[Start of Attachment]

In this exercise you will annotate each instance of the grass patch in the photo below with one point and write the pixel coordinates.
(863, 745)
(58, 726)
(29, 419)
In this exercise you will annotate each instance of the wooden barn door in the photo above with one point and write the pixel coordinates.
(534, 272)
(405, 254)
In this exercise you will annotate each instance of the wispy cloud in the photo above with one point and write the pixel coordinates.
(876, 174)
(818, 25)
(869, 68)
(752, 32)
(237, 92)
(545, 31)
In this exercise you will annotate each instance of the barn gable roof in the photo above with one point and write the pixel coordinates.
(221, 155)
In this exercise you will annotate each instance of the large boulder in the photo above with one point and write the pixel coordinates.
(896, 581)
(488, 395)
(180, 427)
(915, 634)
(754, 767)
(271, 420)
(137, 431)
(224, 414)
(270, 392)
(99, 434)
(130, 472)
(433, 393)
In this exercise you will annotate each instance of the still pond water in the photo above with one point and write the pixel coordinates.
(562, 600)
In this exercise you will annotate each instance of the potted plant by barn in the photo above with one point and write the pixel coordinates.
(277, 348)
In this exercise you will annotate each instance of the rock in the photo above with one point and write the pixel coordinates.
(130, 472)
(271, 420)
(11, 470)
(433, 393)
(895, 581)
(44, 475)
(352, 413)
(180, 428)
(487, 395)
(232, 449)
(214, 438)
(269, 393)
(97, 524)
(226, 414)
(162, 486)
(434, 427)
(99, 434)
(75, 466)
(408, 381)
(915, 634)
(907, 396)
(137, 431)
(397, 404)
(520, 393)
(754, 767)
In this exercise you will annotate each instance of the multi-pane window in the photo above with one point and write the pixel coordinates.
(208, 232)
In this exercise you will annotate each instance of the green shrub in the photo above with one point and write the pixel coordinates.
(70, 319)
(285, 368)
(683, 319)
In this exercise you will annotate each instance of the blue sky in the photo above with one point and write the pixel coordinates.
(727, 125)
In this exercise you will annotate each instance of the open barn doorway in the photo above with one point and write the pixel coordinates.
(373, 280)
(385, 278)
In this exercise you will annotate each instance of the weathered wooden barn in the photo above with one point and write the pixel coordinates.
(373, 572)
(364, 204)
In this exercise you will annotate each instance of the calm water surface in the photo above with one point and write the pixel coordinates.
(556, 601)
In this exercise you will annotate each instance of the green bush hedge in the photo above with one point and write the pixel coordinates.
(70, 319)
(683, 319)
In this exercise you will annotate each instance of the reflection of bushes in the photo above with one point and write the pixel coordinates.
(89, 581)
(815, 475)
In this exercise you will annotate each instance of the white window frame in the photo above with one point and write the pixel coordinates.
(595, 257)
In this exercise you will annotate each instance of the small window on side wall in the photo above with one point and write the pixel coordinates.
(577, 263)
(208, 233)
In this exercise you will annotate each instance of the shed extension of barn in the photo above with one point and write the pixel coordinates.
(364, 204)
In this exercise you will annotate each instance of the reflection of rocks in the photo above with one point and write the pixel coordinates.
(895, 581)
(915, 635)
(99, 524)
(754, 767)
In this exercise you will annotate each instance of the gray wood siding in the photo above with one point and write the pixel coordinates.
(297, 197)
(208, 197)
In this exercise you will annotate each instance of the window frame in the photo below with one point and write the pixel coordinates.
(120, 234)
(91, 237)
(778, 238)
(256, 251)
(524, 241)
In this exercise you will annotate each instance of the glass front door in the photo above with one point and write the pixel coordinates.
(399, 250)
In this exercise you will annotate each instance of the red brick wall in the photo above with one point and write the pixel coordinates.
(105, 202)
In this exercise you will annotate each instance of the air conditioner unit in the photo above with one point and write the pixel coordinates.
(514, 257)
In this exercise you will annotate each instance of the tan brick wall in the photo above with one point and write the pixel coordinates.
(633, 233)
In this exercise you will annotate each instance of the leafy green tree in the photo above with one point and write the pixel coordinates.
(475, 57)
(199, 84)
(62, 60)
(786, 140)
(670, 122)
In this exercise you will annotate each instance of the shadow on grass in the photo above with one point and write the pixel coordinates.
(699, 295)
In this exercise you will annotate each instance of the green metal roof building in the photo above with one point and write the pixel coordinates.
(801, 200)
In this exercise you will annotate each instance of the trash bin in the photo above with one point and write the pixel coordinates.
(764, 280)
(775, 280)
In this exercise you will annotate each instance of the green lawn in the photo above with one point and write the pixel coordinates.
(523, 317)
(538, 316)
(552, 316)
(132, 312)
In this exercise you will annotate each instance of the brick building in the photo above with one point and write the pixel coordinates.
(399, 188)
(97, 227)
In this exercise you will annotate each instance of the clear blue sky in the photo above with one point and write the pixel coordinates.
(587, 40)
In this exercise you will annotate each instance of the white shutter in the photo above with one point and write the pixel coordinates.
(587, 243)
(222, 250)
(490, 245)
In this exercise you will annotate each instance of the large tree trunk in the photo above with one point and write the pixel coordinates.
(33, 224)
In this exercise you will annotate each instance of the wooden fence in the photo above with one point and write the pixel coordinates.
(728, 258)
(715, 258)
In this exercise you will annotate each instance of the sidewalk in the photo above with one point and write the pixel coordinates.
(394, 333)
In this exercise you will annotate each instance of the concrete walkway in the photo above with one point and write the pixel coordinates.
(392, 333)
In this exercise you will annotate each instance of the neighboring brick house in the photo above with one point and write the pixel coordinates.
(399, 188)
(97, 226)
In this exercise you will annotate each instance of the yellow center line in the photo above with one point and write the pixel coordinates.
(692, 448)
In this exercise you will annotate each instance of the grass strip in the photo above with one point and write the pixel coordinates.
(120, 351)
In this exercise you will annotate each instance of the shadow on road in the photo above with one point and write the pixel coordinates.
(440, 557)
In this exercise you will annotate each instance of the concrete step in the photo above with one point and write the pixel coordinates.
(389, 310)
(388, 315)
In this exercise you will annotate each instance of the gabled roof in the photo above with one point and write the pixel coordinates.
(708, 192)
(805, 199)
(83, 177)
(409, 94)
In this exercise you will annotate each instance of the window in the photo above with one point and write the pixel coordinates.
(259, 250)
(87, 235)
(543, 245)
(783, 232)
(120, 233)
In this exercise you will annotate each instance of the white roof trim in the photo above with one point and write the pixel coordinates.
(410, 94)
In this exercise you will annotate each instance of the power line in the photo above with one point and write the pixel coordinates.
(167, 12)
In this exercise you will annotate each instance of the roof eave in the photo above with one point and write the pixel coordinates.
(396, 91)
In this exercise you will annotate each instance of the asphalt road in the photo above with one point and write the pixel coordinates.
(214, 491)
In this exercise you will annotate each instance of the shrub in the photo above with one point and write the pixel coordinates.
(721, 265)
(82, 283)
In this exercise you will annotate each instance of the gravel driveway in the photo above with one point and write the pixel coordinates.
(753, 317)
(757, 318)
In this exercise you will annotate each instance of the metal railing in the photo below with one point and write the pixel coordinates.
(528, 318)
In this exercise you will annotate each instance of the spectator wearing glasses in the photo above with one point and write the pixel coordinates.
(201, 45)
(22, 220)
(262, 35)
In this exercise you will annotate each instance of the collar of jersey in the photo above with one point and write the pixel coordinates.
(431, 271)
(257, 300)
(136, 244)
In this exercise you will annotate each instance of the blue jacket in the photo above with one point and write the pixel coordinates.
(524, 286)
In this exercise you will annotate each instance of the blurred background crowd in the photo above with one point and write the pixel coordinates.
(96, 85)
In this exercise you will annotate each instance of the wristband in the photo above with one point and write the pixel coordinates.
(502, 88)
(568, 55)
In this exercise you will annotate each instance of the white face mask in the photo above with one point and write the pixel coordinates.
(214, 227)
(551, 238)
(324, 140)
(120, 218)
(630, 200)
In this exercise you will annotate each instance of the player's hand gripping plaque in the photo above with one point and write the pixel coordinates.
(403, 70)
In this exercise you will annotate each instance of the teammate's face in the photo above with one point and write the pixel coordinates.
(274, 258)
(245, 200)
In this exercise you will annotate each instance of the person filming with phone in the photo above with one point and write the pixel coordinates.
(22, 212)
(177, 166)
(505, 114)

[End of Attachment]

Instructions for the task:
Everything from the line containing "the white face" to the last line of the material above should be printed exactly, both ends included.

Exercise result:
In this exercise you will annotate each instance of the white face mask in the photo above with one point and write the pixel coordinates.
(214, 227)
(551, 238)
(324, 140)
(120, 218)
(630, 200)
In this exercise you will annotate each instance of the player's hand gripping plaque in the photo above with one point and write the pixel coordinates.
(403, 70)
In this exercise you will annotate each instance of the teammate's face in the photo above with one point and write the pixel coordinates.
(274, 258)
(245, 200)
In this exercise you will annotate each instance of the person filming with phone in the photo above with one point and write the pixel coordinates.
(22, 212)
(177, 166)
(505, 114)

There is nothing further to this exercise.